— BEGIN Selected text —

Well it is moving towards the back end of January now and our recent holiday seems so long ago. Yesterday I did a bit of writing for my book and one thought that popped into my head was though last year was tough financially, things happened that I would never have thought possible a year or two ago. The thought was prompted as I reflected on sitting in a park shelter in Leicester on a typically damp late summer day talking with Ed Phillips and Rob Poyton, that was what I was writing about yesterday, not sitting on a bench but their physical training techniques that underpin their Systema training. The next thought that sprung to mind was that my calendar already has some really great things appearing in it, the year ahead is looking exciting, economically challenging again, but definitely exciting.

There was a point similar last year when I told my Sensei, Paul Jenkinson of Abbeydale Ju Jitsu Club, how I did not realise how walking into the dojo one Tuesday night in December fifteen years ago would transform my life, literally completely transform it.

What I did then as a job, hard fought for, as a lecturer in Further and Higher Education and manager of hundreds of courses a year would go, with all sorts of happenings in between I popped out where I am now as the owner of a small company, the Academy of Self Defence Ltd, that is now 4 years old and clinging on in there despite the ravages of what looks like a triple dip recession

The journey metaphor is often used to describe what happened along the way from there to here but that is for another day, assuming anyone would be interested. However, the point of this blog is not that the journey has ended but that it is getting ever more interesting as I go along, in fact it is more like an expedition into previously barely understood territories, ‘beware, here lie dragons’, type territories Instead of encountering mythical beasts along the way I am meeting people who used to exist on my bookshelf and on the DVD and internet.  When I spoke with Paul I told him that one morning when I looked in my email inbox it was like looking at my bookshelf and I was not kidding, Rory Miller. Marc MacYoung, Kris Wilder and Wim Demeere had all sent emails; we were busy setting up seminars in my home town of Sheffield, UK. The fact that I put UK now is because of all the people who read this blog around the world; it is always a source of amazement when I see the flags of so many countries on my stats page, thank you.

So the Academy still teaches self defence and we are now doing so in one secondary school as part of their physical education classes as well as part of the cities Ending Youth and Gang Violence. We are looking forward to being part of a literacy project in Rotherham later this year too as well as pursuing some other exciting opportunities. My book is making good progress, I think, the blog is proving very popular, there is a fantastic line up shaping up this for seminars and I am hoping to go on the road too.

The very best part of my expedition are the people I am making friends with and some of the places I am going, In April Anthony Pillage has very kindly invited me to be his guest at his dojo ‘The Way of the Spiritual Warrior’ in Coventry, I believe it is one of the biggest in the midlands to train with no other than Master Ken.

Master Ken

Sunday 7th April, apparently Rachel is curious about British groins, better take the box then. In August John Miller of Institute of Krav Maga Scotland has invited me to attend Krav Island 2013, another ace experience, I went to observe last year, and it was superb.

— END Selected text —
— BEGIN Data extract —

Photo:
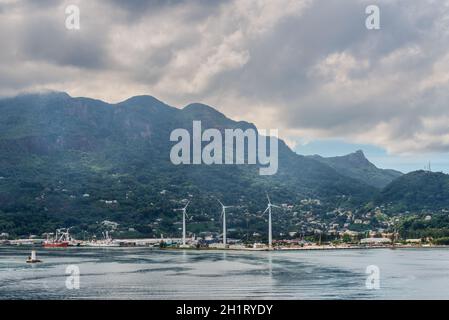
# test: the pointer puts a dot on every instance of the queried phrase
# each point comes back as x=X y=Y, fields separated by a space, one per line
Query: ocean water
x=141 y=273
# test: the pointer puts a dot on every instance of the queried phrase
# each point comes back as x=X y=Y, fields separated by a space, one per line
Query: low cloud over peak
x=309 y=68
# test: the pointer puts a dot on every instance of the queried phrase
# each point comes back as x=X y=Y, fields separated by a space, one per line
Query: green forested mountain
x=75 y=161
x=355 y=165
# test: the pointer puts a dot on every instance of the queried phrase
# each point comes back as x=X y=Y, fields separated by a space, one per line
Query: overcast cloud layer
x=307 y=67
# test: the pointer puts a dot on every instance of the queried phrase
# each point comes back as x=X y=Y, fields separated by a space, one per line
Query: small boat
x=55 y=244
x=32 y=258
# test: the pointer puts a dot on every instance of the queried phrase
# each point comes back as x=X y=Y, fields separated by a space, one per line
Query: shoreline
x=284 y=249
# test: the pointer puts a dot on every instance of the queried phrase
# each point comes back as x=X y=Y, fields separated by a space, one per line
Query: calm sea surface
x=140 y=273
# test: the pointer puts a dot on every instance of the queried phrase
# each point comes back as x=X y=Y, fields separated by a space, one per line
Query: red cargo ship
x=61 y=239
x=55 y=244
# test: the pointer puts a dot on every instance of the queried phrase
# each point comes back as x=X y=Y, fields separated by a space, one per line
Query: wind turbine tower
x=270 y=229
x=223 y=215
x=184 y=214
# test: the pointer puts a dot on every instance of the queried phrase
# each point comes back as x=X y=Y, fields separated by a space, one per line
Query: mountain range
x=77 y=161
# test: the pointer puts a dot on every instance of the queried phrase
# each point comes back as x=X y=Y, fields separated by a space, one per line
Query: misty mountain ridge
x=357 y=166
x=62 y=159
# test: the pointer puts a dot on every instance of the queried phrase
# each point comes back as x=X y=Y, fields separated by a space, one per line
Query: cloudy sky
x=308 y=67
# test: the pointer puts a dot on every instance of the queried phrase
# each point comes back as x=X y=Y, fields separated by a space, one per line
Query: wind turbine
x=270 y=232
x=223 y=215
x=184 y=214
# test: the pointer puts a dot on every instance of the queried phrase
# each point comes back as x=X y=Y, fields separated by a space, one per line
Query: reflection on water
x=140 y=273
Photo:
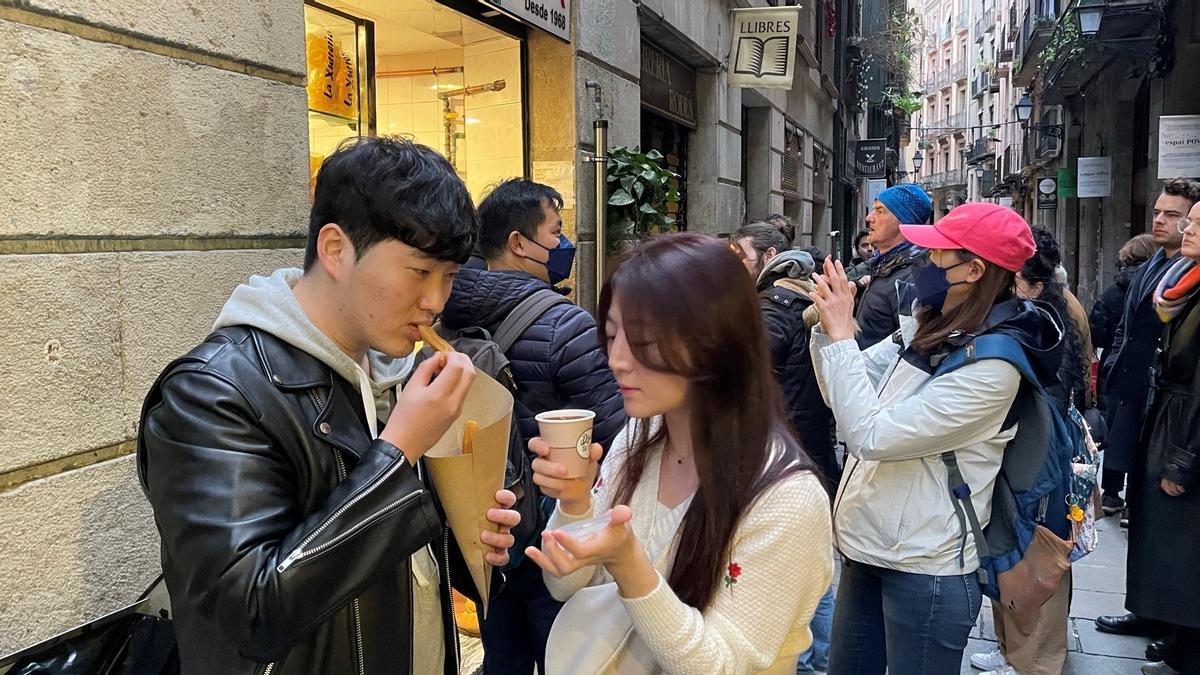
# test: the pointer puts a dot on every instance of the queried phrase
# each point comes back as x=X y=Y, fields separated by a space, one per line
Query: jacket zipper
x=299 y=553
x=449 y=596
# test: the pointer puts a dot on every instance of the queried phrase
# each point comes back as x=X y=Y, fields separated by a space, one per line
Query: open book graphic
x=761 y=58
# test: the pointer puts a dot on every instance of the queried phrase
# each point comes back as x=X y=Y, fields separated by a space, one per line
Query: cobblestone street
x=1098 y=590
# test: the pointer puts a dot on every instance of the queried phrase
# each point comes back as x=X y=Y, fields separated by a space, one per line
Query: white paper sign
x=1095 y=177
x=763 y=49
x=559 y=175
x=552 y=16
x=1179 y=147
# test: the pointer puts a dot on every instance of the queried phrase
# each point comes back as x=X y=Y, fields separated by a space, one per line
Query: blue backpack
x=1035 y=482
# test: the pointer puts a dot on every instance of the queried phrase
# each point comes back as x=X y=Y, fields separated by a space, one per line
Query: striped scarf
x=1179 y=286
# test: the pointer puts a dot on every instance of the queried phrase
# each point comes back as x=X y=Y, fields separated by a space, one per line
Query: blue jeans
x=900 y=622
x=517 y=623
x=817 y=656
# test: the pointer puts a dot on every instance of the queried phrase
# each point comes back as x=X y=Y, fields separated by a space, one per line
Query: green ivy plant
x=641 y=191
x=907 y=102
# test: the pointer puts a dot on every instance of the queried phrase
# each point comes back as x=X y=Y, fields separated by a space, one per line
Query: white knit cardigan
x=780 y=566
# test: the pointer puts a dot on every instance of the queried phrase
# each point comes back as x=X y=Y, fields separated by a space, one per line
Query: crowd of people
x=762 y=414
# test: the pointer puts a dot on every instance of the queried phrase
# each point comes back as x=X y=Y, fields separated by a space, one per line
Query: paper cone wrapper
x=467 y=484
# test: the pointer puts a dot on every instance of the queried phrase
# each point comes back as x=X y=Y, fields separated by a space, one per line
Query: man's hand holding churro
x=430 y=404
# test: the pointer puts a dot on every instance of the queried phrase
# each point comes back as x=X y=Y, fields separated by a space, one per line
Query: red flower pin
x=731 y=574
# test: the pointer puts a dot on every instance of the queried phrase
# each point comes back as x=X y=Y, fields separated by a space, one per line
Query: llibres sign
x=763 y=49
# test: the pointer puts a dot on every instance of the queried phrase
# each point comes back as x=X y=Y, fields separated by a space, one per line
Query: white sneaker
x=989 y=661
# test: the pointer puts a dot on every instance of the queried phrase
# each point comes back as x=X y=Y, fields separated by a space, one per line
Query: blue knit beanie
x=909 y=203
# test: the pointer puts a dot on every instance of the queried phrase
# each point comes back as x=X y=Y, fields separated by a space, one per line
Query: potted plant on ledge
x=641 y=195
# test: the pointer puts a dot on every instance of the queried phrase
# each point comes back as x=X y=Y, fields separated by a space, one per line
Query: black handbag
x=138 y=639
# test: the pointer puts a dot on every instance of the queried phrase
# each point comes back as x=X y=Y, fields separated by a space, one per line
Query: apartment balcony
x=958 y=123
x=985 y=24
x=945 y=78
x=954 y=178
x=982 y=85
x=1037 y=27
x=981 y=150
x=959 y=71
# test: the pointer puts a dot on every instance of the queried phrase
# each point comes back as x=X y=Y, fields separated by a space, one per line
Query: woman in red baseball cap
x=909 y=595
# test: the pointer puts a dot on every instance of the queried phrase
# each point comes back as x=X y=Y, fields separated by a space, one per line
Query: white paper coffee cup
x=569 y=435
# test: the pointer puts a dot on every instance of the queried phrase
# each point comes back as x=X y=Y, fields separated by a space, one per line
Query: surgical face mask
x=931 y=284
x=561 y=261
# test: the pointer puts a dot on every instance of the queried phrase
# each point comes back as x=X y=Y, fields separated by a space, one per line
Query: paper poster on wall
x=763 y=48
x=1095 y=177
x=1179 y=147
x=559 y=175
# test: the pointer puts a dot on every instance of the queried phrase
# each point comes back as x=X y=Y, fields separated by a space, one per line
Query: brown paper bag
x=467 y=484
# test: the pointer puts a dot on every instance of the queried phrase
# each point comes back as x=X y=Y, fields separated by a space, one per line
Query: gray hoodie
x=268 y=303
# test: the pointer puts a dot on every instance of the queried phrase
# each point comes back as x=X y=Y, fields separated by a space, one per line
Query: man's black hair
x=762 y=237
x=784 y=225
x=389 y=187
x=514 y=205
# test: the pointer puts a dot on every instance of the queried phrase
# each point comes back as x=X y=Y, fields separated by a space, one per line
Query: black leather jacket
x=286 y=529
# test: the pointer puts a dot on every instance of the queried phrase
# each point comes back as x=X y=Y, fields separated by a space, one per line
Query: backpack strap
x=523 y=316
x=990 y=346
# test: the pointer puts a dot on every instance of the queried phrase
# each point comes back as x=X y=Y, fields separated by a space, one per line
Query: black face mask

— END Data extract —

• **Given request**: In the blog post, who sent the emails that made the writer's inbox look like a bookshelf?

• **Expected output**: Rory Miller, Marc MacYoung, Kris Wilder, and Wim Demeere